Repeat exactly the line that contains "point: agricultural field" and every line below it to the end of the material, omitting all others.

(Input records)

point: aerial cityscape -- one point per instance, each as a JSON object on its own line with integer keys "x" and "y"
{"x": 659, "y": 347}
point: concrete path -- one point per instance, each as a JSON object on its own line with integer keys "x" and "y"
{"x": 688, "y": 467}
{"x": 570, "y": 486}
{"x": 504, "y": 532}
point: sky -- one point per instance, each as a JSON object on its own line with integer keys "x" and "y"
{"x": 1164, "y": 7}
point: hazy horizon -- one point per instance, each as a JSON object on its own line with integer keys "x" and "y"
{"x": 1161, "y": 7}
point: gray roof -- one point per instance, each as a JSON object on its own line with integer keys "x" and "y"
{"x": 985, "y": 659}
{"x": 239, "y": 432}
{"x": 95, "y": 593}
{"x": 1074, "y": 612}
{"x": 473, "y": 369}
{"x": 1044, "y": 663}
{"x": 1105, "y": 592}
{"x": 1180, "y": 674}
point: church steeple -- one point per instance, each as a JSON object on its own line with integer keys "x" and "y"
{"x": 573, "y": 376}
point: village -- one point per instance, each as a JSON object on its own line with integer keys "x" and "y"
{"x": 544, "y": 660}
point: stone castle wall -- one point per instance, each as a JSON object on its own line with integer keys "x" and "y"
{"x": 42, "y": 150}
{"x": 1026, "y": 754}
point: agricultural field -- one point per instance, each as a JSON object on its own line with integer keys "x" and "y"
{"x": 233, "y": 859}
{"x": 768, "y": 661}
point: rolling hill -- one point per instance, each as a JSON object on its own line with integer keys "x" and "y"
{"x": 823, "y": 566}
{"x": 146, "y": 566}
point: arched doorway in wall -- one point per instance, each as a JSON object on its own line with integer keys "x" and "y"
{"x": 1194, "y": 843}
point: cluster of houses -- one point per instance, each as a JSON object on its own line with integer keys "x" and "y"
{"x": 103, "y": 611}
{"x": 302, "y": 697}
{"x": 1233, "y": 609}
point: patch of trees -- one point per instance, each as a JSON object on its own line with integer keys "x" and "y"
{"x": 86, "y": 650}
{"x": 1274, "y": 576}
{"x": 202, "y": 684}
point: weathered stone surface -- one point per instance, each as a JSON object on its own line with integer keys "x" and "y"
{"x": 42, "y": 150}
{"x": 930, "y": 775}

(End Input records)

- _Solution to the exercise_:
point: agricultural field -- one point per instance, each as a JSON object on its own line with integer keys "x" and "y"
{"x": 233, "y": 859}
{"x": 768, "y": 661}
point: rolling hill -- one point per instance, each as a JSON object on its own line with integer keys "x" and "y"
{"x": 823, "y": 566}
{"x": 146, "y": 566}
point: arched doorway in wall -- one point per instance, each as a JSON object on its own line with integer keys "x" and "y"
{"x": 1194, "y": 843}
point: cluster of houses -- one point per instance, each as a JSON object on its own line with integer keys "x" and "y"
{"x": 103, "y": 611}
{"x": 302, "y": 697}
{"x": 1233, "y": 609}
point: patch of trees -- one point per instance, each as a JSON object on its own line with integer keys "x" and "y"
{"x": 86, "y": 650}
{"x": 1274, "y": 576}
{"x": 202, "y": 684}
point: weathered stone surface -- one point per instance, each as a JSON object on its own line with integer keys "x" and "y"
{"x": 42, "y": 150}
{"x": 930, "y": 775}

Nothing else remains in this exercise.